** Start DOCUMENT SECTION **
How the new Department of Labor overtime rule will affect businesses

Starting July 1, overtime eligibility will be updated from workers earning less than $684 to less than $844 a week

On Tuesday, the U.S. Department of Labor issued a final rule on new overtime requirements and exemptions of overtime eligibility. Starting July 1, the minimum eligibility requirements under the Fair Labor Standards Act will increase from $35,568 to $55,068, or from $684 per week to $844 per week.

On an eight-hour workweek, workers paid $21 hourly or less would now be eligible for overtime compensation, up from $17 hourly during the previous overtime rule. The minimum salary eligibility requirement would go up again on Jan. 1, 2025, to $1,128 per week (equivalent to $58,656 per year, or $28 per hour), and then periodically increase every three years beginning July 1, 2027.

These jumps in eligibility for overtime pay parallel new minimum wage laws being considered and passed around the country, particularly California’s new $20 minimum wage legislation, which just went into effect for quick-service restaurant chains. Experts believe that laws for other industries (or across other states and municipalities) will soon follow, particularly in higher-income areas.

The final rule also exempts executive, administrative, and professional employees from minimum wage and overtime requirements as long as they meet three basic requirements: they have a predetermined (not hourly) salary, and they meet the aforementioned specific salary requirements.
** End DOCUMENT SECTION **
** Start DATASET RECORDS **
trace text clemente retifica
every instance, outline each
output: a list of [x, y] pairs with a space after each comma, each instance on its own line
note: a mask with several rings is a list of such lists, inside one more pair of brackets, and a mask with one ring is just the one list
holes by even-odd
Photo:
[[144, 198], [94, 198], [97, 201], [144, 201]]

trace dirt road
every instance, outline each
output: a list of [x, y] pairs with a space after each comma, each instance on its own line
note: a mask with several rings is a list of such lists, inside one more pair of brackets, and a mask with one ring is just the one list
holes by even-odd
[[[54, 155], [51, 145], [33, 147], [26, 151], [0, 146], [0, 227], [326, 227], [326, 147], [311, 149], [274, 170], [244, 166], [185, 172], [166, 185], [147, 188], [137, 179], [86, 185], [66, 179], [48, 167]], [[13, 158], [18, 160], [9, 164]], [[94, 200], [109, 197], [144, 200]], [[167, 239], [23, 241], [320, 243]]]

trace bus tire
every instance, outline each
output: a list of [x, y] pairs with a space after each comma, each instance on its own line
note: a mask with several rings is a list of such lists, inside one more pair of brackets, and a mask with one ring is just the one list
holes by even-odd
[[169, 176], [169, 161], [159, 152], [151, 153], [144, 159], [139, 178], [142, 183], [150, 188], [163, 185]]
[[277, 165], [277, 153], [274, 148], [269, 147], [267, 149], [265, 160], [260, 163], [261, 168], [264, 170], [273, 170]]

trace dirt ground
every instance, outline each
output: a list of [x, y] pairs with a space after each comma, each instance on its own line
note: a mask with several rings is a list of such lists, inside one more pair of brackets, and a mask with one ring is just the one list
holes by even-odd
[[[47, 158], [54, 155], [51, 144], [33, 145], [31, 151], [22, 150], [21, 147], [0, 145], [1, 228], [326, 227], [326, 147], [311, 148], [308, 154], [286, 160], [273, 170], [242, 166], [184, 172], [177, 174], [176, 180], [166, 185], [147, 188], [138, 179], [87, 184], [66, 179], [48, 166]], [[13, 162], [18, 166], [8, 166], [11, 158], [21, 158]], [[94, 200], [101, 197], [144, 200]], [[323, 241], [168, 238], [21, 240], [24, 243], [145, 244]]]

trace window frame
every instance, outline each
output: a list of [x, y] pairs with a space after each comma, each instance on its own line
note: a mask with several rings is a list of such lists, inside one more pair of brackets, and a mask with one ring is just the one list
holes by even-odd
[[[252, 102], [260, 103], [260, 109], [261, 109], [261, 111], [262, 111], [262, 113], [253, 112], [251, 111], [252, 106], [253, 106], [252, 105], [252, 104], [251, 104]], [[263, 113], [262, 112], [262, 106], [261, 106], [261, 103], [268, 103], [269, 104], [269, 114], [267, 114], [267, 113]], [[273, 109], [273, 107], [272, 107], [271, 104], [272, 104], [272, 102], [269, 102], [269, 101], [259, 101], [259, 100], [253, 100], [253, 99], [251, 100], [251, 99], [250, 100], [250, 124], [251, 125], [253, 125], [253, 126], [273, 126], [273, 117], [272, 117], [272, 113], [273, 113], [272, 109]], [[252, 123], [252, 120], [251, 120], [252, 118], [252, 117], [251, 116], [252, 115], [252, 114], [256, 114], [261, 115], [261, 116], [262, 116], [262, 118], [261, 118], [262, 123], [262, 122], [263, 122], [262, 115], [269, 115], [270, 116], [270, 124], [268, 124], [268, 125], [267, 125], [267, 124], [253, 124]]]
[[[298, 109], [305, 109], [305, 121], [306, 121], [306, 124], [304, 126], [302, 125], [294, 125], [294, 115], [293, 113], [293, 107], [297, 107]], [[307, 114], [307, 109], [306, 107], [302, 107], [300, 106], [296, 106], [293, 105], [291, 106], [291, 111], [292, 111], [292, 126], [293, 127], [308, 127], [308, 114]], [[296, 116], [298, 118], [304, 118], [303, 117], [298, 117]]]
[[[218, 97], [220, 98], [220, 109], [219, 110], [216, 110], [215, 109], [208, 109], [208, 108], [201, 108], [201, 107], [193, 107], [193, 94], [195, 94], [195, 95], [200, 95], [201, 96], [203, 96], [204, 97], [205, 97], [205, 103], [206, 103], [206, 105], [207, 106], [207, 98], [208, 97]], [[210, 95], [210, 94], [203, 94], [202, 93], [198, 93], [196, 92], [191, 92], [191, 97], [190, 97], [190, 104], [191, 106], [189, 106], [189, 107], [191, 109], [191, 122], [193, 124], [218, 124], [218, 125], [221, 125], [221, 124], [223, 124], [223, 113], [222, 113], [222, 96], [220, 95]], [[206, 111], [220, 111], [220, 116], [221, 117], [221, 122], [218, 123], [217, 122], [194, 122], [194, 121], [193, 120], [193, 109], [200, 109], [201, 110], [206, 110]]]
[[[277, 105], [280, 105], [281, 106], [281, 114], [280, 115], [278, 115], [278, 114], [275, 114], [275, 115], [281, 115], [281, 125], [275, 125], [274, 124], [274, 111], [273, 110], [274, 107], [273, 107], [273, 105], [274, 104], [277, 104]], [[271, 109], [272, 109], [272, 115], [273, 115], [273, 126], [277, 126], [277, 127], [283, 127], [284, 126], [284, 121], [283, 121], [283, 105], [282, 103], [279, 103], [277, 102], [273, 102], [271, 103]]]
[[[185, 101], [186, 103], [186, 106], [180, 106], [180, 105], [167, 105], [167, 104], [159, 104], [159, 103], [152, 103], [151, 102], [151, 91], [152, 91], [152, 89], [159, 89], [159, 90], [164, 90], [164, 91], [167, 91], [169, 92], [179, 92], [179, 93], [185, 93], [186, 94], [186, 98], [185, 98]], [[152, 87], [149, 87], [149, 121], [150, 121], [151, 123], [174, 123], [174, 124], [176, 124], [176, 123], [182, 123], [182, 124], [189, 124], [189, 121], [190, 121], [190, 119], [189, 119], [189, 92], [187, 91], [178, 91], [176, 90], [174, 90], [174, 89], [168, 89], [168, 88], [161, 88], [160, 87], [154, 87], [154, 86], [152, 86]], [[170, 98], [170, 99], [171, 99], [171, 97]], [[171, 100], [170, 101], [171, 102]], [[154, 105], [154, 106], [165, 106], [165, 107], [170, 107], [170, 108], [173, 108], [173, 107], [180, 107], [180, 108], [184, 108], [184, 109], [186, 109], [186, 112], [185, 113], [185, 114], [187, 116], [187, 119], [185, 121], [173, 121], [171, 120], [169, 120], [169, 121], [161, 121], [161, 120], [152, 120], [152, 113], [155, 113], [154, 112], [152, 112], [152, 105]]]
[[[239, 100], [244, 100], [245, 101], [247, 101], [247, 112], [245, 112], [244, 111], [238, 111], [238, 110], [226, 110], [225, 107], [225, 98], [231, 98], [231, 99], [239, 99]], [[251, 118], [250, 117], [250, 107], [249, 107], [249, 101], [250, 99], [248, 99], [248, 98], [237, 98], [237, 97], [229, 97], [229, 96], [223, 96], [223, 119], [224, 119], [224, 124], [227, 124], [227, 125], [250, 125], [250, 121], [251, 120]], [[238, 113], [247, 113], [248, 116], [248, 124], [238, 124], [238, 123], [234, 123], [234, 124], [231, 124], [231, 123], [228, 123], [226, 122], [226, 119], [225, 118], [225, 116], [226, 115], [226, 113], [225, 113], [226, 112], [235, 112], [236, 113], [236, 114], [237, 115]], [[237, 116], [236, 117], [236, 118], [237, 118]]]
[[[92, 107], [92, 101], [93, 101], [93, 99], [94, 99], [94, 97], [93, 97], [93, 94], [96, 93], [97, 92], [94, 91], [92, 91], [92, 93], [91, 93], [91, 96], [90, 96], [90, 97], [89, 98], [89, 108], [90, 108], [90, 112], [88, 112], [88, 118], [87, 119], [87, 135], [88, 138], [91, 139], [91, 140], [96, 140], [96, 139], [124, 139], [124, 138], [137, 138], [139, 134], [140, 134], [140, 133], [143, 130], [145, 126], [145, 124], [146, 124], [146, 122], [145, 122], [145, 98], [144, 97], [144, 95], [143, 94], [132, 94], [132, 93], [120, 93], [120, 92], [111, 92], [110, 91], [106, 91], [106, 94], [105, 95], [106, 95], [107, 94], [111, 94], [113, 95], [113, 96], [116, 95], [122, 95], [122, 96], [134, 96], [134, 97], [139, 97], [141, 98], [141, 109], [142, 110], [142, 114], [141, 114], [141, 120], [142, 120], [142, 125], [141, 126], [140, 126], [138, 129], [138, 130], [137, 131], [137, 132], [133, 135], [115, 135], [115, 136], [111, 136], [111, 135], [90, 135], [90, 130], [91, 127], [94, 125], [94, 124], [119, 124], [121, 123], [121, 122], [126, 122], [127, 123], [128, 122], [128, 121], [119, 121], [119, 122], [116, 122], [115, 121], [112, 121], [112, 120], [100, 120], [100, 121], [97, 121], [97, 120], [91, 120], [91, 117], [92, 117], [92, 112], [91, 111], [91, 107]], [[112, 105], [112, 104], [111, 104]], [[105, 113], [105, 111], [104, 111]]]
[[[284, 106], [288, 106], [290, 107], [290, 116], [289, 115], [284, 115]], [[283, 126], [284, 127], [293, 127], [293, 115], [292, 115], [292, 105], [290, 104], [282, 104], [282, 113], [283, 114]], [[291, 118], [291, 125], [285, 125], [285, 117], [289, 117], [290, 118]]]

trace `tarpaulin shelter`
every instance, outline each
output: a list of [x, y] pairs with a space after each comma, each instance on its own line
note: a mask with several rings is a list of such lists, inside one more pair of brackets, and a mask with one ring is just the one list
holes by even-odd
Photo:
** End DATASET RECORDS **
## SET EXERCISE 1
From the article about the new overtime rule, quote the passage from "The final rule" up to and including "specific salary requirements.".
## SET EXERCISE 2
Print the records word for word, from their first line up to and including the line with "[[144, 198], [94, 198], [97, 201], [144, 201]]".

## EXERCISE RESULT 1
The final rule also exempts executive, administrative, and professional employees from minimum wage and overtime requirements as long as they meet three basic requirements: they have a predetermined (not hourly) salary, and they meet the aforementioned specific salary requirements.

## EXERCISE RESULT 2
trace text clemente retifica
every instance, outline each
output: a list of [x, y] pairs with a space after each comma, each instance on its own line
note: a mask with several rings is a list of such lists, inside one more pair of brackets, and a mask with one ring is just the one list
holes by even-odd
Photo:
[[144, 198], [94, 198], [97, 201], [144, 201]]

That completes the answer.